> _What this task involves_
Scan the lines below for "instance" and copy the matches.

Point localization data
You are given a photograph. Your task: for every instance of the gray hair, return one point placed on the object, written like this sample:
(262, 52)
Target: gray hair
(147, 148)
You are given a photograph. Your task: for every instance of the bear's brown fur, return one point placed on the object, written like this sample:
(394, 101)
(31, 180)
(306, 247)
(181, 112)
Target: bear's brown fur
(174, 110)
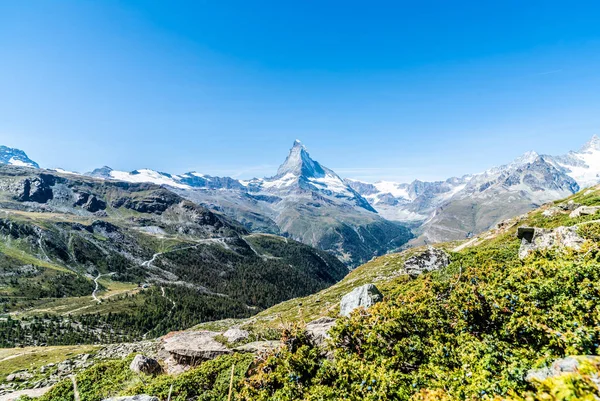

> _Exercise answer_
You are given a photograph. Your task: for every instance of the gray hair, return one point placed on the object, written like this sample:
You are given a photograph. Your task: for every instance of the bear's brown fur, return one point placed on the object, written like this sample:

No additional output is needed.